%%
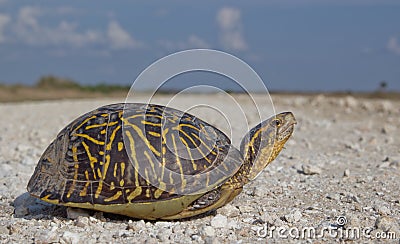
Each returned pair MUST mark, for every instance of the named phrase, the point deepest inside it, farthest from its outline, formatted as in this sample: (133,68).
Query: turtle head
(262,144)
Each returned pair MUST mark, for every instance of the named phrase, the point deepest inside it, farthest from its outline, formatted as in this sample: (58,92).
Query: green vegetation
(53,82)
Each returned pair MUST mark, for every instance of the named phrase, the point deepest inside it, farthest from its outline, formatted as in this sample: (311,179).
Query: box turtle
(152,162)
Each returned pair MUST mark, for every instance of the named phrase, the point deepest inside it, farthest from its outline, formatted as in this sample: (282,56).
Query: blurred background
(97,47)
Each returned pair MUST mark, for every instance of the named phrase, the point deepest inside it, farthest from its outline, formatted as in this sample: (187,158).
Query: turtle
(149,161)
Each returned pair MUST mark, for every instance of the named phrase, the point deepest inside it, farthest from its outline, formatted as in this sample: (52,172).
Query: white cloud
(393,45)
(196,42)
(120,38)
(29,30)
(4,20)
(231,27)
(192,41)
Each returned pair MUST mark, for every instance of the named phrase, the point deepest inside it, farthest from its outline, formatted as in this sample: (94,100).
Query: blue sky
(292,44)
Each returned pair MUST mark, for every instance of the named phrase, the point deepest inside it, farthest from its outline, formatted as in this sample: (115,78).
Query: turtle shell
(140,160)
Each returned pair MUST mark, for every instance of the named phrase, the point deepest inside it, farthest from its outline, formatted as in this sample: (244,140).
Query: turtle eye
(276,122)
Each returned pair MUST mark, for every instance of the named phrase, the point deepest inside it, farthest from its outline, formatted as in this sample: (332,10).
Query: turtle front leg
(208,202)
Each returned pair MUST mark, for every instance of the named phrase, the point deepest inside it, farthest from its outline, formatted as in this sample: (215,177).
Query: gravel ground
(338,176)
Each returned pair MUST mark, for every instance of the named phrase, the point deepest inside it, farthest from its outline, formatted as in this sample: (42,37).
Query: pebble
(208,231)
(74,213)
(311,169)
(350,198)
(219,221)
(333,196)
(4,230)
(382,210)
(82,221)
(71,237)
(21,211)
(350,102)
(229,210)
(293,217)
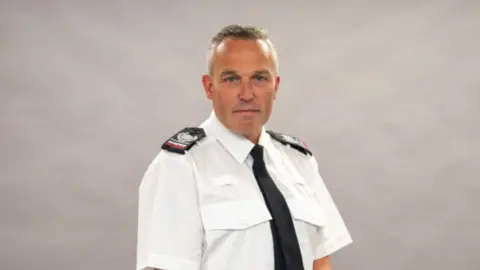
%%
**Task prompt**
Express every line of the records above as a Markdown table with the columns "Row" and "Line", numbering the rows and leaving out blank lines and the pictures.

**Result of this task**
| Row | Line |
|---|---|
| 1 | Each returned pair MUST mark, for every instance of the named phrase, the point deepest inside it, farthest from its outline, formatted as in this sample: (133,68). |
| 2 | Query: turtle head |
| 3 | (262,144) |
| 4 | Each returned pair MUST mark, for every instance of the named phrase, the point deepest inside it, farthest from its outline, formatted as in this sample: (58,92). |
| 5 | Query: green vegetation |
| 6 | (53,82) |
| 7 | Each returned pair MUST mark, for every instance of the named phrase, the point deepest inside it, farthest from its outline, formatted as in this sample: (311,179). |
| 8 | Query: box turtle |
| 9 | (152,162) |
| 10 | Each returned pair MUST mark, for every instance of the named phrase, the point deepest inside it, farthest from its outline, formatted as in this sample: (282,56). |
| 11 | Query: blurred background |
| 12 | (97,47) |
| 13 | Each returned pair MUST mark, for every instance of the named phrase, the point deepest inside it, farthest from its outline, formatted as in this sample: (187,158). |
| 14 | Query: turtle |
| 15 | (149,161) |
| 16 | Each returned pair MUST mark, for every instance of the named phrase, the point deepest inside it, farthest from its outline, formatted as in this sample: (52,172). |
| 17 | Query: white cloud |
| 18 | (393,45) |
| 19 | (196,42) |
| 20 | (120,38) |
| 21 | (29,30) |
| 22 | (4,20) |
| 23 | (231,27) |
| 24 | (192,41) |
| 25 | Each returned pair MUST mark, for every instance of the named phrase, the point deepest inside it, farthest from its outline, formatted as in this sample: (94,100). |
| 26 | Query: blue sky |
| 27 | (292,44) |
| 28 | Each returned pair MUST mark, for every instance of the named phrase, the point deepest inside it, farthest from its outline, formatted as in this sample: (115,78). |
| 29 | Query: turtle shell |
| 30 | (140,160) |
| 31 | Each returned pair MUST mark, for every instance of the named phrase, the point deepest inside it, farthest from its outline, formatted as in this sample: (244,140). |
| 32 | Query: turtle eye |
| 33 | (276,122) |
| 34 | Each returned pair MUST mark, for every instance of the named phrase, the point deepest inside it, farthest from its outline, formatted as in this sample: (332,10). |
| 35 | Query: turtle front leg |
| 36 | (208,202) |
| 37 | Each returned pair MUST mark, for every instance of the named phrase, the point deepest inside it, farthest from its outline, formatted as in this sample: (215,177). |
| 38 | Query: gravel ground |
| 39 | (338,176) |
| 40 | Each returned pair MUST mark, for every instance of the named phrase, the point deepest inside it, farthest from its outline, formatted as in this sample: (42,37). |
| 41 | Query: pebble |
| 42 | (208,231) |
| 43 | (74,213) |
| 44 | (311,169) |
| 45 | (350,198) |
| 46 | (219,221) |
| 47 | (333,196) |
| 48 | (4,230) |
| 49 | (382,210) |
| 50 | (82,221) |
| 51 | (71,237) |
| 52 | (21,211) |
| 53 | (350,102) |
| 54 | (229,210) |
| 55 | (293,217) |